===== Extracted entries
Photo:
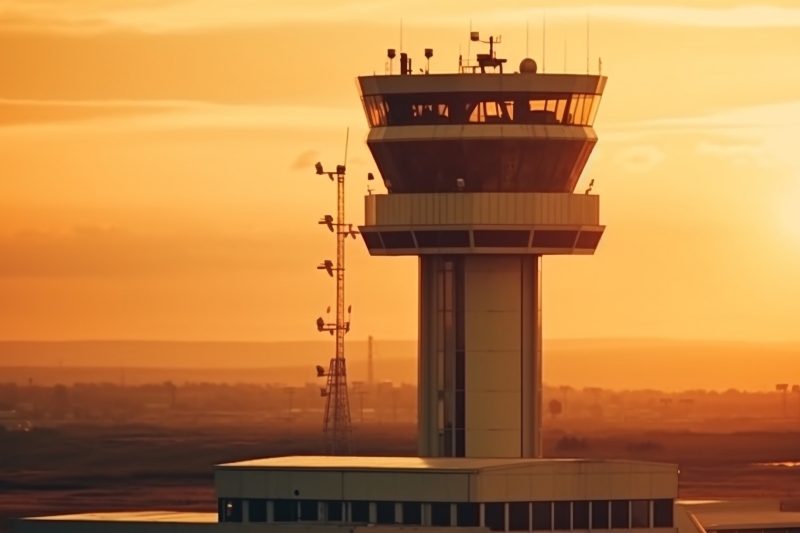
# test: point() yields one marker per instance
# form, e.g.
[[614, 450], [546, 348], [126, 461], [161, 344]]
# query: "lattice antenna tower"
[[337, 427]]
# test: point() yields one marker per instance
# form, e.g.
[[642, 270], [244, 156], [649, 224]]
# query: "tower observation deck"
[[480, 170]]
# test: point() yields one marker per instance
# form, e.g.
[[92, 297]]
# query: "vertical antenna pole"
[[346, 144], [469, 58], [527, 38]]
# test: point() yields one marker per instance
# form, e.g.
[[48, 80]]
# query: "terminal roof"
[[468, 464]]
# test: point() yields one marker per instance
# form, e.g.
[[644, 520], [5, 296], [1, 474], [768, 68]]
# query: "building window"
[[580, 515], [620, 514], [468, 515], [440, 514], [542, 516], [662, 513], [412, 513], [519, 516], [359, 512], [257, 510], [494, 516], [230, 510], [309, 510], [600, 514], [285, 510], [384, 512], [561, 516], [334, 511], [640, 513]]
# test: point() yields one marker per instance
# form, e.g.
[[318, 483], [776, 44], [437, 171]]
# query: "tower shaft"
[[480, 356]]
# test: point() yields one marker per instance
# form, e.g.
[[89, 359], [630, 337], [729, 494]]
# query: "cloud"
[[639, 159], [97, 251], [149, 115], [192, 15]]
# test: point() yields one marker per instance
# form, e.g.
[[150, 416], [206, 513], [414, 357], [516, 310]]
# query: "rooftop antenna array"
[[336, 425]]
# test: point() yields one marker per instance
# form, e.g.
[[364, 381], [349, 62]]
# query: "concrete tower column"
[[480, 356]]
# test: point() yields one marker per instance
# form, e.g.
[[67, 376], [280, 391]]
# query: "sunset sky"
[[156, 165]]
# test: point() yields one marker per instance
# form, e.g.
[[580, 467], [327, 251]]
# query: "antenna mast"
[[336, 426]]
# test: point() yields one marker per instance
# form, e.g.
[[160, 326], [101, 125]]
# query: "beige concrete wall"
[[482, 209], [493, 321]]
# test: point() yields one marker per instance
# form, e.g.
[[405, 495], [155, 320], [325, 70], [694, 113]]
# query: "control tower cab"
[[480, 168]]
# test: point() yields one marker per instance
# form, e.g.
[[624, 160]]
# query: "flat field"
[[80, 468]]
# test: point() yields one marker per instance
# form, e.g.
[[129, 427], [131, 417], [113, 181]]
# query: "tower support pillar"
[[480, 356]]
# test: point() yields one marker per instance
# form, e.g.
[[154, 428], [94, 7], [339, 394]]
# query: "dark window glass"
[[285, 510], [334, 511], [231, 510], [440, 514], [589, 239], [494, 516], [359, 512], [640, 513], [442, 239], [662, 513], [372, 239], [501, 238], [561, 515], [309, 510], [580, 515], [620, 514], [384, 512], [412, 513], [461, 443], [600, 514], [542, 516], [257, 510], [468, 515], [518, 516], [554, 238], [397, 239]]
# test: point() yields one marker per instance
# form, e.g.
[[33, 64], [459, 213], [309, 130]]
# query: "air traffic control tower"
[[481, 168]]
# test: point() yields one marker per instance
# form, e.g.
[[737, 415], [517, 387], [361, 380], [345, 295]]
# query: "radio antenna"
[[346, 144]]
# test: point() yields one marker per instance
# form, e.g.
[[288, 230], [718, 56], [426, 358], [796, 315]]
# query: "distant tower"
[[480, 168], [370, 375], [336, 425]]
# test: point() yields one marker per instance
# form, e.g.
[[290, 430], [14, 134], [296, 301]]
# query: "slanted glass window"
[[640, 513], [600, 518], [494, 516], [519, 516], [561, 516], [468, 515], [620, 514], [359, 512], [309, 510], [384, 512], [662, 513], [542, 516], [440, 514], [285, 510], [580, 515], [230, 510], [257, 510], [412, 513], [334, 511]]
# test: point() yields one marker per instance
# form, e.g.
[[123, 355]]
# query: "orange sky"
[[156, 157]]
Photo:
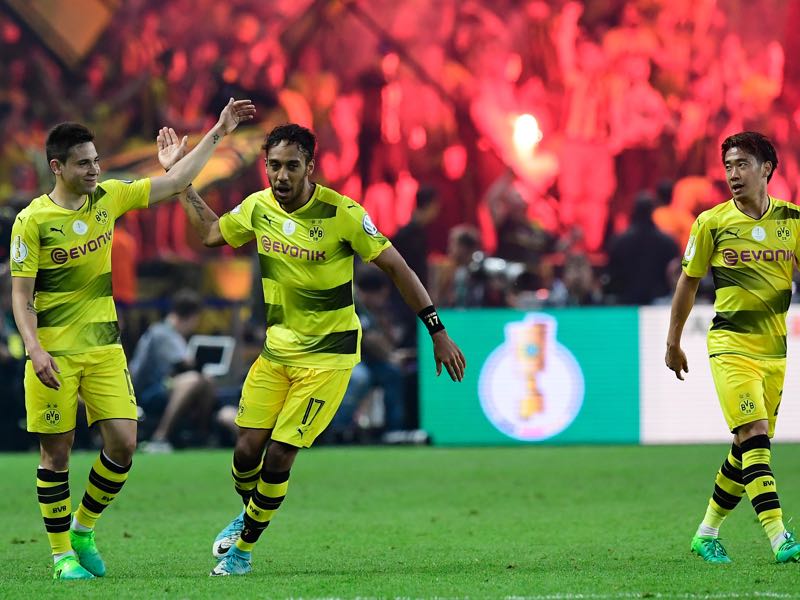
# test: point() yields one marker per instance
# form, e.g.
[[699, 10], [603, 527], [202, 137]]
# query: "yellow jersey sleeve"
[[128, 195], [358, 230], [237, 225], [699, 249], [25, 244]]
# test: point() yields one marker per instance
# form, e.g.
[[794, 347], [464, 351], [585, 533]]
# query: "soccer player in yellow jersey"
[[61, 298], [751, 243], [306, 236]]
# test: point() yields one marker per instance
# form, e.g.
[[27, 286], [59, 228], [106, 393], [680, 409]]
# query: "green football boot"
[[710, 549], [69, 568], [84, 546], [789, 550]]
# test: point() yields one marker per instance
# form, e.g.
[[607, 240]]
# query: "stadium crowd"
[[423, 114]]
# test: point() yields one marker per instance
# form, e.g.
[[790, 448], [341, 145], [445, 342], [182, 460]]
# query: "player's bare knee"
[[749, 430], [280, 456], [121, 451], [55, 451], [249, 447], [55, 458]]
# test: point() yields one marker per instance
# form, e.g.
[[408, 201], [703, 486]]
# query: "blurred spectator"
[[412, 239], [456, 283], [527, 291], [638, 258], [669, 217], [577, 286], [381, 362], [165, 379], [13, 435]]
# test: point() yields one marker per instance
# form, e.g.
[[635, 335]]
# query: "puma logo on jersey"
[[728, 234]]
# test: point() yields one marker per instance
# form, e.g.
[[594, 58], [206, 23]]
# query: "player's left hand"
[[448, 354], [235, 112], [676, 361], [170, 148]]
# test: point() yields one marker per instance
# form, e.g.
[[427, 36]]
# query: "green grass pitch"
[[537, 522]]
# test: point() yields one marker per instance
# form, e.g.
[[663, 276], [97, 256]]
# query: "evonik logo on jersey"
[[731, 257], [290, 249], [59, 255]]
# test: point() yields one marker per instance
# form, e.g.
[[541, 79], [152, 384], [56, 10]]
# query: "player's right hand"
[[235, 112], [447, 354], [676, 361], [45, 368], [170, 147]]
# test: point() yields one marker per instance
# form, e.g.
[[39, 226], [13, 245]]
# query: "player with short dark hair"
[[62, 303], [751, 242], [307, 236]]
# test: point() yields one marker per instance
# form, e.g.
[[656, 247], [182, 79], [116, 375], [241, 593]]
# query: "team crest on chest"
[[316, 233], [783, 232], [80, 227]]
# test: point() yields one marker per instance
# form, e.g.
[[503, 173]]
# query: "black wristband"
[[430, 317]]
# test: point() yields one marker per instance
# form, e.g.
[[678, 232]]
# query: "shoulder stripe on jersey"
[[66, 313], [781, 213], [340, 342], [743, 277], [274, 314], [320, 210], [335, 298], [741, 321]]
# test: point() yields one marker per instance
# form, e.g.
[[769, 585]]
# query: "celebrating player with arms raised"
[[306, 236], [62, 303]]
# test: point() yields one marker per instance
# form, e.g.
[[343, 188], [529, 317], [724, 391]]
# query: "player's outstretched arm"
[[204, 221], [186, 169], [25, 316], [682, 303], [445, 350]]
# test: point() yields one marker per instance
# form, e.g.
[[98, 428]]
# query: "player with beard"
[[306, 236]]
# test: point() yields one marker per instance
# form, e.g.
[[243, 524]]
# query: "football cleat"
[[789, 550], [235, 562], [86, 550], [69, 568], [710, 549], [226, 538]]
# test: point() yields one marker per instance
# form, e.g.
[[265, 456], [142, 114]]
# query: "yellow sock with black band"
[[728, 491], [52, 488], [106, 479], [245, 478], [267, 498], [760, 485]]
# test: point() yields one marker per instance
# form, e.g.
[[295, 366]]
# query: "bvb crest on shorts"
[[52, 415]]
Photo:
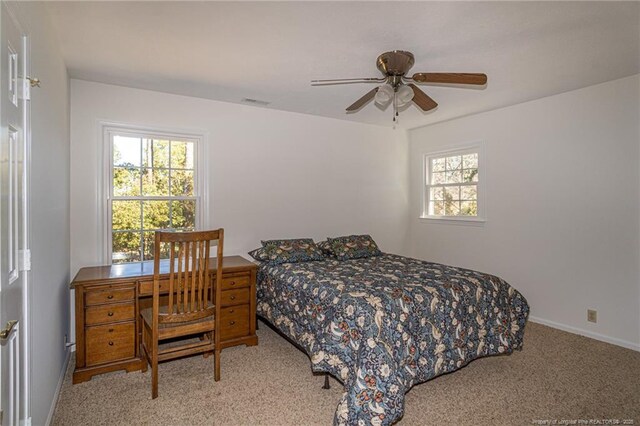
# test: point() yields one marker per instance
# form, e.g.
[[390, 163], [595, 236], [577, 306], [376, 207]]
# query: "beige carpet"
[[558, 376]]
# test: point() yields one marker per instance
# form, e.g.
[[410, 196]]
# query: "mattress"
[[385, 323]]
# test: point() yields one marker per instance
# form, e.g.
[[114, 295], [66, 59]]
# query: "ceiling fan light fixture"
[[384, 94], [404, 95]]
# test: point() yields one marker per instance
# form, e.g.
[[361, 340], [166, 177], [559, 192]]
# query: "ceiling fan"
[[400, 89]]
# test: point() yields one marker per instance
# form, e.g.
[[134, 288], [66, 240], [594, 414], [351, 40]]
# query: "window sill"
[[453, 220]]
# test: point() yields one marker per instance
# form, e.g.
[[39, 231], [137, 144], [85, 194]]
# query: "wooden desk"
[[109, 299]]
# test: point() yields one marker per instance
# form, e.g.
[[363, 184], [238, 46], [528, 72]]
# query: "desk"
[[108, 300]]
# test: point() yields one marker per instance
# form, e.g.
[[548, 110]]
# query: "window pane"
[[125, 215], [452, 193], [454, 163], [470, 161], [437, 208], [126, 182], [451, 208], [155, 214], [126, 151], [437, 165], [155, 182], [126, 247], [469, 192], [155, 153], [437, 193], [469, 208], [182, 183], [148, 246], [438, 178], [470, 175], [182, 155], [454, 177], [184, 214]]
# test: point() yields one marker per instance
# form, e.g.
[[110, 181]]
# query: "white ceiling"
[[270, 51]]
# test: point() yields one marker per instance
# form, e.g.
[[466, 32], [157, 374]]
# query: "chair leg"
[[154, 371], [216, 375]]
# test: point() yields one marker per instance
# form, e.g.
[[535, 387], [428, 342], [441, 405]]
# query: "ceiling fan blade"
[[449, 77], [422, 99], [347, 81], [363, 100]]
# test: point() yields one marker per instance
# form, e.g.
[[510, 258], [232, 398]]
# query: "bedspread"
[[384, 323]]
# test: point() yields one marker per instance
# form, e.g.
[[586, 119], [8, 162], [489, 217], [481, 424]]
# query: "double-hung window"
[[152, 186], [452, 185]]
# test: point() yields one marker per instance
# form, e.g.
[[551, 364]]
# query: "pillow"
[[291, 251], [353, 247], [325, 247], [259, 254]]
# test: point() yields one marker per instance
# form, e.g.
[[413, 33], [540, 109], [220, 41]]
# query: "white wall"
[[563, 196], [49, 216], [272, 174]]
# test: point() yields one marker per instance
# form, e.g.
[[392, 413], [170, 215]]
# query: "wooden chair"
[[190, 310]]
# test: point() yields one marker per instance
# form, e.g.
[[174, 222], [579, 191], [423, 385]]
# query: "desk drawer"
[[235, 297], [232, 282], [234, 322], [146, 287], [108, 343], [110, 313], [109, 295]]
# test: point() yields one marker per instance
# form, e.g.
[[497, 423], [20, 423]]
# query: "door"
[[13, 174]]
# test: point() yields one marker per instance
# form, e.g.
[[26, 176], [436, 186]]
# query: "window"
[[152, 186], [452, 185]]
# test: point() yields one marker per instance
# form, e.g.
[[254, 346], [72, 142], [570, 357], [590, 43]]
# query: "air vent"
[[255, 102]]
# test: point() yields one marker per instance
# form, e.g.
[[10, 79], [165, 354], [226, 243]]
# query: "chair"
[[190, 310]]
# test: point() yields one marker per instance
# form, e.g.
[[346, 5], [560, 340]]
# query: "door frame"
[[24, 261]]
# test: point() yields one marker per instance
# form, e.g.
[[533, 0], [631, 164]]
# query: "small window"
[[452, 185], [152, 186]]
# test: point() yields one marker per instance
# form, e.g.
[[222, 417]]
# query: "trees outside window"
[[451, 186], [152, 187]]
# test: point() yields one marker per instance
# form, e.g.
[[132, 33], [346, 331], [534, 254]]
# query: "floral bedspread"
[[383, 324]]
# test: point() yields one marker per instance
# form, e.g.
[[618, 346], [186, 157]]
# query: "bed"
[[384, 323]]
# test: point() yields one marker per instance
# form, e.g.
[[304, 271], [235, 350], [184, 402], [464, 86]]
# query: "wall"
[[49, 216], [563, 197], [272, 174]]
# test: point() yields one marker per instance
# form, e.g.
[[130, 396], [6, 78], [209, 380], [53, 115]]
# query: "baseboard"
[[597, 336], [54, 402]]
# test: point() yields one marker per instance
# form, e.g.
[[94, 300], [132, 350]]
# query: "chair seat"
[[147, 316]]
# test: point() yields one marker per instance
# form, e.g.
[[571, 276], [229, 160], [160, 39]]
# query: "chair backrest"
[[190, 288]]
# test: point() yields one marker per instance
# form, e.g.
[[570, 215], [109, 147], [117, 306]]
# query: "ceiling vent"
[[255, 102]]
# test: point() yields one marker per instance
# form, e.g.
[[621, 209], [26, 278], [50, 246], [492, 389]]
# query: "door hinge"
[[24, 259], [24, 91]]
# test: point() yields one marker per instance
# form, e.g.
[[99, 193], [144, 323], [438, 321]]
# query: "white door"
[[13, 174]]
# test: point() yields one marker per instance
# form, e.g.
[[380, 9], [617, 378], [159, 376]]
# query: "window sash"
[[196, 197], [428, 185]]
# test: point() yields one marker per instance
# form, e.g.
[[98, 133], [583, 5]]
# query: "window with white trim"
[[452, 185], [152, 186]]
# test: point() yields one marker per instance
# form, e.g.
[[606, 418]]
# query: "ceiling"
[[270, 51]]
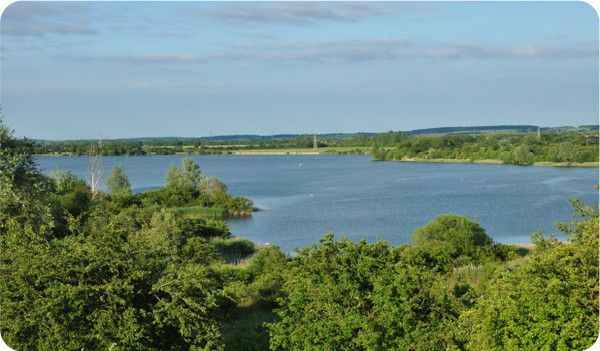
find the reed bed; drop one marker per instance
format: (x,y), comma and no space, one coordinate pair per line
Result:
(203,212)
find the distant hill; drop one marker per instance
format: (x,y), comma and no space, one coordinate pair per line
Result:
(427,131)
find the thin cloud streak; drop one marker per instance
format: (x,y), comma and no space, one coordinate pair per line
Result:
(287,13)
(36,19)
(356,50)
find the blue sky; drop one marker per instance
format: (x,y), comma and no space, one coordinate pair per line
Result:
(75,70)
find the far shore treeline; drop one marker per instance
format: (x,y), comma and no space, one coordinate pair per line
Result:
(573,146)
(83,269)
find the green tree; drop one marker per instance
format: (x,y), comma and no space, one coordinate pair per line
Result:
(23,188)
(187,177)
(566,152)
(117,182)
(522,155)
(547,302)
(359,296)
(459,232)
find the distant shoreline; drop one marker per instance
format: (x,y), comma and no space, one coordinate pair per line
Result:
(421,160)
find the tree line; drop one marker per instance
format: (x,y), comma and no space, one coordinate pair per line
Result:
(124,271)
(510,148)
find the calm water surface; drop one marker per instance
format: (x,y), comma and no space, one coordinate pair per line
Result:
(308,196)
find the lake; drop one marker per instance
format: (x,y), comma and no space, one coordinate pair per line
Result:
(305,197)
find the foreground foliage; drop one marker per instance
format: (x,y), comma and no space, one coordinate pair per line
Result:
(150,271)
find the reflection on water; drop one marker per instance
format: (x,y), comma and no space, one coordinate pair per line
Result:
(356,197)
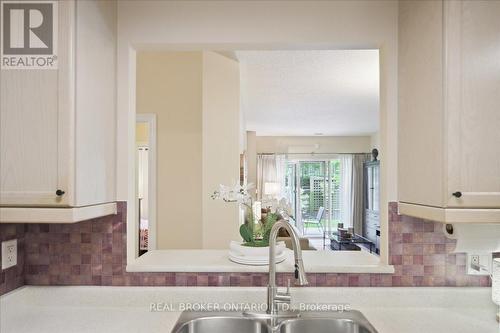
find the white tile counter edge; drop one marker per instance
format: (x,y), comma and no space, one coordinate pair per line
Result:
(128,309)
(218,261)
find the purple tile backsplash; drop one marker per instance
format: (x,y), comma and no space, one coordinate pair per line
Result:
(94,253)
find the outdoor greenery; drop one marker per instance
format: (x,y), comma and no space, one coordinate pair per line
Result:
(312,190)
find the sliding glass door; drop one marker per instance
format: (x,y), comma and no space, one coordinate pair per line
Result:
(313,190)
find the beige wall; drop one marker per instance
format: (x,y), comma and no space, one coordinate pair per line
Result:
(195,96)
(169,84)
(308,144)
(251,158)
(230,25)
(375,140)
(221,147)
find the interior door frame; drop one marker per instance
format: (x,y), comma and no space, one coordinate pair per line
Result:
(150,120)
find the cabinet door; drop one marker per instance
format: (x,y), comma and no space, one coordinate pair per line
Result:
(473,103)
(35,126)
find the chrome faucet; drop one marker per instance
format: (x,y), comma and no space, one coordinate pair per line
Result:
(273,295)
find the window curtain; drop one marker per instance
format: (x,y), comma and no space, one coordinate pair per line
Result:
(346,190)
(271,169)
(358,185)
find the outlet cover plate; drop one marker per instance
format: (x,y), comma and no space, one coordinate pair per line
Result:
(479,264)
(9,253)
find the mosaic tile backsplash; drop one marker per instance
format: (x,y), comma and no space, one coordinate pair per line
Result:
(94,253)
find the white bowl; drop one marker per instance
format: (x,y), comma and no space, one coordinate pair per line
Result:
(250,251)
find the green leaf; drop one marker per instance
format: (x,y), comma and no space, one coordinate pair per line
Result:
(246,233)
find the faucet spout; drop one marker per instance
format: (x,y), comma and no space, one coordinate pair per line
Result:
(273,296)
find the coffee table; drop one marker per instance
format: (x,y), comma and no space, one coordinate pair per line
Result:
==========
## Problem details
In the records above, each line with the string "water" should be copied.

## Your response
find the calm water surface; drop one marker per instance
find the reflection on water; drop one marker per instance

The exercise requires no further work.